_Texto fornecido_.
Mário Fortuna acaba de tomar posse como Presidente da Câmara do Comércio dos Açores, numa rotatividade pelas três associações de Ponta Delgada, Angra e Horta. As preocupações dos empresários açorianos estão elencadas numa lista que o economista revela nesta entrevista, manifestando as suas opiniões sobre cada uma delas.
Enquanto Presidente da Câmara do Comércio e Indústria dos Açores, a iniciar agora novo mandato, quais os grandes temas que mais afectam o vosso sector e que vão merecer atenção?
Em reunião de Direcção da CCIA já foi estabelecida uma lista de preocupações /iniciativas para os próximos tempos sendo que o momento da realização do FORUM CCIA, em Setembro, servirá para definir, em maior detalhe, as grandes preocupações dos empresários. Para além da realização do FÓRUM, a Direção da CCIA deu nota: da revisão estatutária agora apenas dependente de escritura pública, que permitirá a adesão de novos associados, iniciando uma nova fase na vida desta associação; da necessidade de revisão do acordo de pareceria em sede de Comissão Permanente de Concertação Social; da parca execução do PRR em linhas de interesse das empresas; dos transportes em geral, agora também com mais episódios envolvendo a SATA e; com a problemática da promoção externa dos Açores em todas as valências desde o turismo, passando ela promoção de produtos e pela promoção do investimento directo externo. Esta agenda é, naturalmente dinâmica, mas já fixa algumas áreas de preocupação para afinar na reunião do FÓRUM em setembro.

Registos de rotulagem de locais
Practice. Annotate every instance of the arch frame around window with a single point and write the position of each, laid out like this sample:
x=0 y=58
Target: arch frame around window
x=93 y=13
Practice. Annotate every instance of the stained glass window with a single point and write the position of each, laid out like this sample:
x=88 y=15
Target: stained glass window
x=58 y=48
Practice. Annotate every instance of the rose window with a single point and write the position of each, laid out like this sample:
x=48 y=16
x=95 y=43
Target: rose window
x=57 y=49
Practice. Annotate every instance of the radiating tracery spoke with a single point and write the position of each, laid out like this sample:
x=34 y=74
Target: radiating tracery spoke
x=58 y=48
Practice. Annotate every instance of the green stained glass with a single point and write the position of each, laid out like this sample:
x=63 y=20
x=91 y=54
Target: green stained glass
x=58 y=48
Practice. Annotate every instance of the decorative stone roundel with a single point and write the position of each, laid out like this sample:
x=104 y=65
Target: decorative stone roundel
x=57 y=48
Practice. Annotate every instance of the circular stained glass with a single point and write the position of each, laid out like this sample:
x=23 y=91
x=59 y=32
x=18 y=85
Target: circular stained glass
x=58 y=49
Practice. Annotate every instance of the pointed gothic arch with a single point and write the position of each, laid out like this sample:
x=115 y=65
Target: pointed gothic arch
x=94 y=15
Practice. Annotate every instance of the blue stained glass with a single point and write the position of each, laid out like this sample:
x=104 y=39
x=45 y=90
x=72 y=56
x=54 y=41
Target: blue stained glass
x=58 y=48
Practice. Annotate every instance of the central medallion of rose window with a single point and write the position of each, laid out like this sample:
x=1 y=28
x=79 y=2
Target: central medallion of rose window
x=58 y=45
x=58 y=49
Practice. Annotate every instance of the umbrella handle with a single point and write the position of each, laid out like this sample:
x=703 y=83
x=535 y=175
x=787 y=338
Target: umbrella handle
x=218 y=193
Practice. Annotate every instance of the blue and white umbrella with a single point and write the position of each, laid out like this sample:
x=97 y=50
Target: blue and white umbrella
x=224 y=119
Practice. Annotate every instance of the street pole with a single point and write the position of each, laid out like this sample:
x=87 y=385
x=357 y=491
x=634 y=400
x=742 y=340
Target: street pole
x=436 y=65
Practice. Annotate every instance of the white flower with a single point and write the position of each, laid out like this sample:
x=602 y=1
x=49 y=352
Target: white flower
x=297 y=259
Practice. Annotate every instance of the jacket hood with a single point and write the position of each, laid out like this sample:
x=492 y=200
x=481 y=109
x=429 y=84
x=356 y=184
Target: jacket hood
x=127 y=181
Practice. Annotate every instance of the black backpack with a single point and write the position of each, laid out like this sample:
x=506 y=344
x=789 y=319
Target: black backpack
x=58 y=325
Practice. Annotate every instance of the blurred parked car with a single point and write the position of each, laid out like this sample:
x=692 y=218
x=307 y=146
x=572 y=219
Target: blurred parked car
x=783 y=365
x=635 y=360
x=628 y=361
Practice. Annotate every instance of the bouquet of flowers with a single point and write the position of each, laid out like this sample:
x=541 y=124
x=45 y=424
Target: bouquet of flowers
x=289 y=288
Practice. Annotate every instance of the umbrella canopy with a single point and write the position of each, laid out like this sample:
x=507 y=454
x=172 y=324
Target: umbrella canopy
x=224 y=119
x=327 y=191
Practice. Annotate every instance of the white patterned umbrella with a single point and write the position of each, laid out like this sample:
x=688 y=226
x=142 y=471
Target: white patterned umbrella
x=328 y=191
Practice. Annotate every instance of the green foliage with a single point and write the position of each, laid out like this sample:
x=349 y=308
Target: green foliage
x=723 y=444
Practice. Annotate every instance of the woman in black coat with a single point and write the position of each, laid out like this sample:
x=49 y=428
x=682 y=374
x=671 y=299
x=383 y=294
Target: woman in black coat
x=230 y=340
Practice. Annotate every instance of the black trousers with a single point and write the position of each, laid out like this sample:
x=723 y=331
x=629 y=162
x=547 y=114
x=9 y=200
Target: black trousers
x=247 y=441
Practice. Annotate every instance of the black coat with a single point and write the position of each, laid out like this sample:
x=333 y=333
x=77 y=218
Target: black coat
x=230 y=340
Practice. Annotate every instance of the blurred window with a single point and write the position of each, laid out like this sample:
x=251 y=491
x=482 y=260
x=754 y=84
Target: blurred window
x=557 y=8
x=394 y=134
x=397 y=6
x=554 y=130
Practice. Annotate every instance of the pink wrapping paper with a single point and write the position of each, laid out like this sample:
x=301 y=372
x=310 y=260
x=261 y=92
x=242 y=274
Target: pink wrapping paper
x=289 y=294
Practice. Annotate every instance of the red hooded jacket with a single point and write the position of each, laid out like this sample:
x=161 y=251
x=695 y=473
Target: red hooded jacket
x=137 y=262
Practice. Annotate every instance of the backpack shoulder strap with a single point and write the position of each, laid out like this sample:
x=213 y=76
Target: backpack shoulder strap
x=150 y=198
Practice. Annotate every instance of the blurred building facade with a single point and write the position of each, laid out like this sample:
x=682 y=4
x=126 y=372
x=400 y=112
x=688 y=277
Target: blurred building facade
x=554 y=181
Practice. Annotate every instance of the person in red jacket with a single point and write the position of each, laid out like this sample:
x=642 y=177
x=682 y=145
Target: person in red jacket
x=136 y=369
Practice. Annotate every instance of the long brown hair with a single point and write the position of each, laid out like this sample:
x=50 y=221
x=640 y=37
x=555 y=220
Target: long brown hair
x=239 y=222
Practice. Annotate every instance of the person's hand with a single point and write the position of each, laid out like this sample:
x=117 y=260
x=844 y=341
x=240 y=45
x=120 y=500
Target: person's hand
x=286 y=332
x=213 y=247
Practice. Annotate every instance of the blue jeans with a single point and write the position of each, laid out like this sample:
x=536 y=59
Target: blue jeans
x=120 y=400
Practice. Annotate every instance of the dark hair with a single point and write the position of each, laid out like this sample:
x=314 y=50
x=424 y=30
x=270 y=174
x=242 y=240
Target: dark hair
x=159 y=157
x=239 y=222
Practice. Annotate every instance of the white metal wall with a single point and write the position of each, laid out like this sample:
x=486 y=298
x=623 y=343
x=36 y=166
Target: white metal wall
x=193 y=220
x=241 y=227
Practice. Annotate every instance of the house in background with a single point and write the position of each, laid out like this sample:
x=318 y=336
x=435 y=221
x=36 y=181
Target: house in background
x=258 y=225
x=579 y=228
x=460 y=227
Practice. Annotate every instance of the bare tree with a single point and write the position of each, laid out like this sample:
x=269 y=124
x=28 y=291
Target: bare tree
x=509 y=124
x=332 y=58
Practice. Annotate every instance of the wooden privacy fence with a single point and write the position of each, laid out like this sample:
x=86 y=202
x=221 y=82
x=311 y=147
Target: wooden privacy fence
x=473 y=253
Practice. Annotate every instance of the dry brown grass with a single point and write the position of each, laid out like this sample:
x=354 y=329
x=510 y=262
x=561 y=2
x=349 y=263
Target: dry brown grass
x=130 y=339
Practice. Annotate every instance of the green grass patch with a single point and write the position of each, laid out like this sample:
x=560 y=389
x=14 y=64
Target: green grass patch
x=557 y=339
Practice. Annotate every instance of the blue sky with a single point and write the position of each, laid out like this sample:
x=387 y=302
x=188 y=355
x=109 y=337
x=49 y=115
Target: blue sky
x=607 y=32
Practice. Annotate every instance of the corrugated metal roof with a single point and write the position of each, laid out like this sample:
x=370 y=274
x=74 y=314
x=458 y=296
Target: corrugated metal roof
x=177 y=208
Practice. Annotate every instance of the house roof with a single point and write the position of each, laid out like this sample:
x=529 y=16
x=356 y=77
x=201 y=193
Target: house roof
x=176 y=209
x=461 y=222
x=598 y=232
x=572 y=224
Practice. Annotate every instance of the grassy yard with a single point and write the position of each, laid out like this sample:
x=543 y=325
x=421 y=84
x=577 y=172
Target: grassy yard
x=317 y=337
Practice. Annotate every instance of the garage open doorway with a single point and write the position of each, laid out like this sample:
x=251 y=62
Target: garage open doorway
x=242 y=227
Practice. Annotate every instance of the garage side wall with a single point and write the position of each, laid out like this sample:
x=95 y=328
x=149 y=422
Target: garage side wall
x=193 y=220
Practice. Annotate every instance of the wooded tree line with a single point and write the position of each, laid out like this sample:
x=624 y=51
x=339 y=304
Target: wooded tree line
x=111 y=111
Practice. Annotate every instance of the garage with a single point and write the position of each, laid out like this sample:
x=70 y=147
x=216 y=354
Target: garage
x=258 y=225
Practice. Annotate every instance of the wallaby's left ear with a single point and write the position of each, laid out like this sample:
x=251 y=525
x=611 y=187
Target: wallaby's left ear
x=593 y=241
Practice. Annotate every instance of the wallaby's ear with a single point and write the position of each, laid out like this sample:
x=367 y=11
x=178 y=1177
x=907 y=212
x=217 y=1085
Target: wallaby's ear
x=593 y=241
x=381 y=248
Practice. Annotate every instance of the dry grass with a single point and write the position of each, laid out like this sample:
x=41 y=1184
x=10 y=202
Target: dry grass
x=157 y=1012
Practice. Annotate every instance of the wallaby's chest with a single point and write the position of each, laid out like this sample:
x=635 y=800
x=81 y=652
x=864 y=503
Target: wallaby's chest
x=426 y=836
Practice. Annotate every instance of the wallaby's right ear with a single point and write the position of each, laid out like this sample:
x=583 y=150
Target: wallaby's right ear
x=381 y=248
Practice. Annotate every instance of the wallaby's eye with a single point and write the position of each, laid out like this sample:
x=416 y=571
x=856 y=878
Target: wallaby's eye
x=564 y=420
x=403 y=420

_Instruções e requisitos_. Prolongue a entrevista a Mário Fortuna sobre as preocupações dos empresários açorianos, começando logo depois da última frase apresentada.

_Resposta à tarefa_.
Quando é que outras associações comerciais, de outras ilhas, se associam na Câmara do Comércio dos Açores?
A entrada de novos associados está dependente, como referido, da escritura de alteração dos estatutos, já redefinidos. Feito isto a CCIA desencadeará, de imediato, os processos de admissão de novos associados.
Como observa esta recente polémica do fecho das lojas da SATA? Acha que a empresa e a tutela vão voltar atrás?
Lamentamos o episódio e esperamos que o Governo volte atrás porque, no essencial, é, principalmente, o envolvimento da RIAC que está em causa. A RIAC é tutelada pelo Governo que deveria ser o filtro, e certamente é, do que se deve ou não se deve fazer.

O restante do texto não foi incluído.